It's interesting to see other folks' views on how best to survive the coming days. Also their areas of choice to flee to. Up to 1994, I had lived my entire life in New Zealand. The first 39 years in Auckland, then two years in Wellsford, north of Auckland. In 1979 we moved down to Tauranga in the Bay of Plenty where we lived at Minden until the area was affected by a landslide after a '100 year event' rainstorm.

In 1986 we moved out to Kati Kati, still in the Bay of Plenty region, where we were happy to stay until the financial situation ending with the stock market crash of '87, meant we had to put our home on the market. We were fortunate enough to find a buyer and soon moved to Murupara, south of Rotorua at the northern end of the Central Plateau, where we were able to freehold a 14 acre hobby farm.

Since moving to the Bay of Plenty area both my wife and I had had vaguely uneasy feelings that we couldn't put our fingers on let alone speak about. We then gradually became aware of some mildly disturbing premonitions. Mt Tarawera was a volcano that burst into life in 1886 causing death and destruction over a wide area when the whole mountain region, which was 17km long, split in two. White Island out in the Bay of Plenty has its active crater vent open on one side with only a few metres of volcanic rock separating its floor from the water in the bay. The floor of this horseshoe-shaped crater is below sea level.

########################################

■ EXERCISE 1 ■
Gather every line of the listing that contains the string "shed". Case counts.
The New Zealand account above and the listing that comes next have nothing to do with each other.

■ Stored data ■
########################################

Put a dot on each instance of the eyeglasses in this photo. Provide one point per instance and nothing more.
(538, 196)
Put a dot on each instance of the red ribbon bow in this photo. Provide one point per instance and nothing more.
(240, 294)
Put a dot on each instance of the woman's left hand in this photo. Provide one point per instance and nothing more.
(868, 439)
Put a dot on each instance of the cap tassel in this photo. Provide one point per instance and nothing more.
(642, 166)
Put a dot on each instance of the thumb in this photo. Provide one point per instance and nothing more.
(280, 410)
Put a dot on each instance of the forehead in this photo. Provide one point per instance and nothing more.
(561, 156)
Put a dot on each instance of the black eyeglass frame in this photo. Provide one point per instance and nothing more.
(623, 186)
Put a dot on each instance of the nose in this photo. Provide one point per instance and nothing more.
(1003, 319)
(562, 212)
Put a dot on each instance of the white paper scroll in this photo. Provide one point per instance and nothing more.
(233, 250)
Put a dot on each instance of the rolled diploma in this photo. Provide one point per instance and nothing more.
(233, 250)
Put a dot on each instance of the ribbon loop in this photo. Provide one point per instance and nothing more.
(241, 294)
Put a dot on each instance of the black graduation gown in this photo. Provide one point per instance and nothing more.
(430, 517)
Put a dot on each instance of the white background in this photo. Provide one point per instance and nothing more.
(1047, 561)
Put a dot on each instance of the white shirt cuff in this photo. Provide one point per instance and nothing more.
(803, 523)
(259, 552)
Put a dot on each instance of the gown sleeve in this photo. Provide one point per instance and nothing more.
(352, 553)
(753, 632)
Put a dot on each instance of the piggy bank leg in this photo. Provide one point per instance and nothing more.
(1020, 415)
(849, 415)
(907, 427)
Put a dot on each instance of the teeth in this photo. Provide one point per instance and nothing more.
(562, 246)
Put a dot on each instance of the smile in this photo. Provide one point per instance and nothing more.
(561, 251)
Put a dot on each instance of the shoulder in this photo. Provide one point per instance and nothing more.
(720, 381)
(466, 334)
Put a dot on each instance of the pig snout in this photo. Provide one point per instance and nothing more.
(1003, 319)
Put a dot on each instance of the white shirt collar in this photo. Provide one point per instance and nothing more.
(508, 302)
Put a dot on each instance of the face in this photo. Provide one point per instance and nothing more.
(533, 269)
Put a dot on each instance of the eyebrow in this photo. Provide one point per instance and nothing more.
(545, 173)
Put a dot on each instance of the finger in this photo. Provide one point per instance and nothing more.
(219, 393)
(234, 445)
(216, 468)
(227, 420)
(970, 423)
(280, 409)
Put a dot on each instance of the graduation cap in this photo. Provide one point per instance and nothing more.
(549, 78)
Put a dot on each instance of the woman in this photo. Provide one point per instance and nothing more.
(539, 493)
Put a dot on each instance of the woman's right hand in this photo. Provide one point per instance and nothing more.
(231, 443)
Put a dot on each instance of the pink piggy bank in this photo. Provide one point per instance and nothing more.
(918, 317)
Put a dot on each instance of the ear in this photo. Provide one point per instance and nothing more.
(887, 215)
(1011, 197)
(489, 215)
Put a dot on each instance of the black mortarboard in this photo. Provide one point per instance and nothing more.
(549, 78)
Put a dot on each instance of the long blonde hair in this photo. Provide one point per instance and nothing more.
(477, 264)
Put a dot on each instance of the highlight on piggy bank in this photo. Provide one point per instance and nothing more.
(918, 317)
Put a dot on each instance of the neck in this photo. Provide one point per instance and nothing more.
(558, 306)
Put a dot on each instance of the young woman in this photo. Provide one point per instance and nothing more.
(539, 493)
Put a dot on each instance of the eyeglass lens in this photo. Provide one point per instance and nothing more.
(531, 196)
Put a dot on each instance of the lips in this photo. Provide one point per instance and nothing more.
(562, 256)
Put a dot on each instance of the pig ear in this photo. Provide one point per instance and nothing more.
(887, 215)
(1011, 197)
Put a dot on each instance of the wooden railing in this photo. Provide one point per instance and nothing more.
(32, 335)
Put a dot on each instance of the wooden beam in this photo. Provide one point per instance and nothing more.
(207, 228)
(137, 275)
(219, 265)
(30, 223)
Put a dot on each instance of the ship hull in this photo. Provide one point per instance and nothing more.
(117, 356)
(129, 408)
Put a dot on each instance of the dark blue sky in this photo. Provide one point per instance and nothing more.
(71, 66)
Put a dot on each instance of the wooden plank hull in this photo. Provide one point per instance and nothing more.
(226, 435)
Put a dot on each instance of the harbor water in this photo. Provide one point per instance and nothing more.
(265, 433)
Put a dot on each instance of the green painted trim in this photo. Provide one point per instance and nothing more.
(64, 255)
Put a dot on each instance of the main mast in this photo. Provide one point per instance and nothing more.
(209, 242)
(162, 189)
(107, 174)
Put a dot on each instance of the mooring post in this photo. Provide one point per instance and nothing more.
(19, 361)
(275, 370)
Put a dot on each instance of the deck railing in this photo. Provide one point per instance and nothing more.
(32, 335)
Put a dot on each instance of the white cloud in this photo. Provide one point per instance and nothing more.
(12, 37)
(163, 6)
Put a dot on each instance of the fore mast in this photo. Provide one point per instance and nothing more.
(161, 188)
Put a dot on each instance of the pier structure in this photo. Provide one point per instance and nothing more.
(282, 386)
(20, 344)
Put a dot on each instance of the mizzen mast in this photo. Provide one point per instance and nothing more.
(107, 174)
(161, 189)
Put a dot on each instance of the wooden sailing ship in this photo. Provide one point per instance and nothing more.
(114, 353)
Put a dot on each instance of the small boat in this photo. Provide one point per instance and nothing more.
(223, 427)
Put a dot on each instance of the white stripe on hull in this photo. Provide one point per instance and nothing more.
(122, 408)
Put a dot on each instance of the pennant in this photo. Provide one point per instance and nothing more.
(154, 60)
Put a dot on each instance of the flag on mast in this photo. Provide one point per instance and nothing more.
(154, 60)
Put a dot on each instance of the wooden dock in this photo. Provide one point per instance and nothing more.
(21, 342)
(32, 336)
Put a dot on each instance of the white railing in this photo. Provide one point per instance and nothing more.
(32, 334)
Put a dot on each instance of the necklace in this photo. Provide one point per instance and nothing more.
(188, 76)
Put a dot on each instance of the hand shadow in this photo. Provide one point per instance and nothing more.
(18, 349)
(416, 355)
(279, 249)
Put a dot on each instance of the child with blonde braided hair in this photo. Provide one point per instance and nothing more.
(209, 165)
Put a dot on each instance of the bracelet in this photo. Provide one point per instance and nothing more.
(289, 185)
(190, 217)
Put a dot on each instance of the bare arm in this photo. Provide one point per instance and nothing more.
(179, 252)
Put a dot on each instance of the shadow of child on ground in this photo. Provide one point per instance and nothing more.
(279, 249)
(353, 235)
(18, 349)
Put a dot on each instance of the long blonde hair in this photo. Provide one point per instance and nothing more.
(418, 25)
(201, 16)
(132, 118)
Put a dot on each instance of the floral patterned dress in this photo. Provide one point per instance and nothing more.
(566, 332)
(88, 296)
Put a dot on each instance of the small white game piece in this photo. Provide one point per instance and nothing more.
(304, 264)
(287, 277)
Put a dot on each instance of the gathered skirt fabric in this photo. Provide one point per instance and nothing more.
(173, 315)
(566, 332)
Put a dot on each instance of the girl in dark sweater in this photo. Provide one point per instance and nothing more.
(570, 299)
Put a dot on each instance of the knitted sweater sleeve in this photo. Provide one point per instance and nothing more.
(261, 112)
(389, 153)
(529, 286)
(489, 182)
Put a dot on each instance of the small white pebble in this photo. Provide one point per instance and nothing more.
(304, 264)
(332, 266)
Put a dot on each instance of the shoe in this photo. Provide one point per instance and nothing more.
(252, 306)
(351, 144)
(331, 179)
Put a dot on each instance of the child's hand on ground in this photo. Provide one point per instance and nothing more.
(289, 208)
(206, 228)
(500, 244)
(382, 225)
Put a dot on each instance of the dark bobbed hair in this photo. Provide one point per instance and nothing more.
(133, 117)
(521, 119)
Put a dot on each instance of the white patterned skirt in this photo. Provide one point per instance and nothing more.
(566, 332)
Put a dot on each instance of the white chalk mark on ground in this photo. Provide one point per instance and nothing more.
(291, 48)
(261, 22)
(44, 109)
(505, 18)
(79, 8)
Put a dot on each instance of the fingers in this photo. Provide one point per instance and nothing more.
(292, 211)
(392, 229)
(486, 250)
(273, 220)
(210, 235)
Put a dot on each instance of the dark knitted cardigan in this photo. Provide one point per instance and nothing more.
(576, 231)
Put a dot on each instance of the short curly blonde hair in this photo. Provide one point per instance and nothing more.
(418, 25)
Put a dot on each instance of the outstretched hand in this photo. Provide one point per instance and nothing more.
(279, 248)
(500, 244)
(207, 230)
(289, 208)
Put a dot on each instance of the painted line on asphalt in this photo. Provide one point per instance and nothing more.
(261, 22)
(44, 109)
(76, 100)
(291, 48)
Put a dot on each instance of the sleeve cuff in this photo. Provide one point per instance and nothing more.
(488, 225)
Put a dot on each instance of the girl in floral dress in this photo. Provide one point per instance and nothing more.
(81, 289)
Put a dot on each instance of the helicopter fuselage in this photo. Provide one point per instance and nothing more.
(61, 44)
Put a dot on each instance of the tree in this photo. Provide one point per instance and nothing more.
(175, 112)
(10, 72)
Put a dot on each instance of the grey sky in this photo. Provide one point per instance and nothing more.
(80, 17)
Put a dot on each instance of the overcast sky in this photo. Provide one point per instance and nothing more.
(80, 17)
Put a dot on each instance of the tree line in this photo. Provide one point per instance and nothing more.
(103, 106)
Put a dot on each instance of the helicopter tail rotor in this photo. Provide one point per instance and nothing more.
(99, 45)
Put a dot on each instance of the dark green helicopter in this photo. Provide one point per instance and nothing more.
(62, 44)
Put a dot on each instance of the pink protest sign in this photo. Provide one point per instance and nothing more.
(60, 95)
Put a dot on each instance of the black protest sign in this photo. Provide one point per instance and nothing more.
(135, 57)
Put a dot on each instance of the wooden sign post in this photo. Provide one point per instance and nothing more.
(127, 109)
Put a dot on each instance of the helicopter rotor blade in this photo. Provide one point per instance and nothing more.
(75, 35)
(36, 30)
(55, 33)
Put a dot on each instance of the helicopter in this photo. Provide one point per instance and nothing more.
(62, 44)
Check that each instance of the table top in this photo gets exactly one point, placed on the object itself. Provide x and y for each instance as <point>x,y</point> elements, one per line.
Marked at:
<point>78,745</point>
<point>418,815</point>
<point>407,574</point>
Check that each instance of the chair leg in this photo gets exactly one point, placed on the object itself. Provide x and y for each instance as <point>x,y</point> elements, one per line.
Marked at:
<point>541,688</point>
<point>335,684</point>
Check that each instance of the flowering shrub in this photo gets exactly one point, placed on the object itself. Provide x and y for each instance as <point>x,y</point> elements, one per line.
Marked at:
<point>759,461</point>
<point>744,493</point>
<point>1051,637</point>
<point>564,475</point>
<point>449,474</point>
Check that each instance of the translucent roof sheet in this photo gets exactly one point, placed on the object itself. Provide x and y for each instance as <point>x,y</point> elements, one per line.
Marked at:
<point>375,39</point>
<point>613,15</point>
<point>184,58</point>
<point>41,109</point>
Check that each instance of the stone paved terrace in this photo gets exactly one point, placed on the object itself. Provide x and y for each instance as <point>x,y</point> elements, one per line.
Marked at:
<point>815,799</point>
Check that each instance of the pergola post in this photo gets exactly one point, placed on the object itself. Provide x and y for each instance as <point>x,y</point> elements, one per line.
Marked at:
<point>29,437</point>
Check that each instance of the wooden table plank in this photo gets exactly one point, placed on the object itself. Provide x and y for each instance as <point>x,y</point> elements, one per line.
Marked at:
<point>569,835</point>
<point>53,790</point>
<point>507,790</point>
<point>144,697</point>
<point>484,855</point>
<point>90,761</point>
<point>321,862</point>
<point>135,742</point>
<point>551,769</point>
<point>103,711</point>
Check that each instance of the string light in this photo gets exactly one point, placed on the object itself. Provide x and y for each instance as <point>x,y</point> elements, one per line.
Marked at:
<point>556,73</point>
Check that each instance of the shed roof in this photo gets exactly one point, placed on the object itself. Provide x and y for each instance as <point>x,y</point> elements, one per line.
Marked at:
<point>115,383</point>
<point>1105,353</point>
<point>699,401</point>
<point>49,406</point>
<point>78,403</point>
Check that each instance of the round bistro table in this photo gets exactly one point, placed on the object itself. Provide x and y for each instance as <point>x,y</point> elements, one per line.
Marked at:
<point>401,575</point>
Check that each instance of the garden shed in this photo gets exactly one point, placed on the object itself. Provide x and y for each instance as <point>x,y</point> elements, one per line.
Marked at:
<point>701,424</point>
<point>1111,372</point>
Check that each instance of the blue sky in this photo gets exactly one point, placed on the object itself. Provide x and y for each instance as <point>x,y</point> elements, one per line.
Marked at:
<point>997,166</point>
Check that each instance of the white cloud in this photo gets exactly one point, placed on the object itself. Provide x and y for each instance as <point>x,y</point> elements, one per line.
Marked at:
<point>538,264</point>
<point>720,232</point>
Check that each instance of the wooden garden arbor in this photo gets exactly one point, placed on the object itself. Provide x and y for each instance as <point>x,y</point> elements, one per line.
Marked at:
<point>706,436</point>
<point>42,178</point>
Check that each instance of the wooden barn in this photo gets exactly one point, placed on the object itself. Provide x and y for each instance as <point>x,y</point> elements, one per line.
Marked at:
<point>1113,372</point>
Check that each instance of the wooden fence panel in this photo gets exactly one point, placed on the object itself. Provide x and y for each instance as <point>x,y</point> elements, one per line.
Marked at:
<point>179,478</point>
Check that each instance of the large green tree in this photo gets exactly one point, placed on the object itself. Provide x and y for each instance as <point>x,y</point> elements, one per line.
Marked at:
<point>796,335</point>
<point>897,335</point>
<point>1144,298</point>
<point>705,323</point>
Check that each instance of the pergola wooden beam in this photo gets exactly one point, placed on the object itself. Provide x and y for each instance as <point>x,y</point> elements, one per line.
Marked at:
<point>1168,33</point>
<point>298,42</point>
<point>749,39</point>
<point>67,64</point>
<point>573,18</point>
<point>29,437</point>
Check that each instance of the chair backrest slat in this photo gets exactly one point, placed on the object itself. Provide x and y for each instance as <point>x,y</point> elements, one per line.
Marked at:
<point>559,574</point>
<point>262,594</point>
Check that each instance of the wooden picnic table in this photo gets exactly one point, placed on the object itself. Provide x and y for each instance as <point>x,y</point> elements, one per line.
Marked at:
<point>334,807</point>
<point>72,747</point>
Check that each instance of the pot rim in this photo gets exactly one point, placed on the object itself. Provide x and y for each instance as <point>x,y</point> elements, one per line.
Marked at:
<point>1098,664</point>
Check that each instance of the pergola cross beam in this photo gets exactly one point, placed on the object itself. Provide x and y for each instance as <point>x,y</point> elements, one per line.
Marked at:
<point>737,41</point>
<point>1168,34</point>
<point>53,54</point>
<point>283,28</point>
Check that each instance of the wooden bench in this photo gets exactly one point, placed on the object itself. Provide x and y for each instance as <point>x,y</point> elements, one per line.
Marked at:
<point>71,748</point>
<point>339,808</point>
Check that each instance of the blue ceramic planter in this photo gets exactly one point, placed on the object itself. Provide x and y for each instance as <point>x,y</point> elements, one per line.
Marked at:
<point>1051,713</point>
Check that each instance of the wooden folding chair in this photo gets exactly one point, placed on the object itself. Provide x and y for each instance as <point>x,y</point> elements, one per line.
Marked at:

########################################

■ EXERCISE 2 ■
Carry the New Zealand account forward, starting after its last sentence.

■ RESPONSE 1 ■
Check that each instance of the shed roof in this photo gets exactly one point, placed on the object itself. Provide x and y for each instance as <point>x,y</point> elements, one per line.
Check that each instance of the garden shed in this photo gets exactly one point, placed on the object itself. Provide x and y for each instance as <point>x,y</point> elements, one per line.

■ RESPONSE 2 ■
The central area of the North Island of New Zealand, from Lake Taupo (which is the caldera of an ancient massive eruption), north-east through the Bay of Plenty and out to White Island, is an active area where you will find Rotorua's thermal area, Mt Ruapehu (active volcano), Mt Ngauruhoe (active), Mt Tongariro (active),and White Island (active).

All these areas are connected by underground lava beds and it occured to me that if a tsunami were to flood White Islands crater with seawater, the resultant volcanic activity could split the North Island in two. With these thoughts in our minds, my wife and I sold our little farm and moved to Australia in 1994.

Nothing could convince me to move back to that area again. Time will tell if we in fact made a wise choice of where to relocate. And that time may be fast approaching.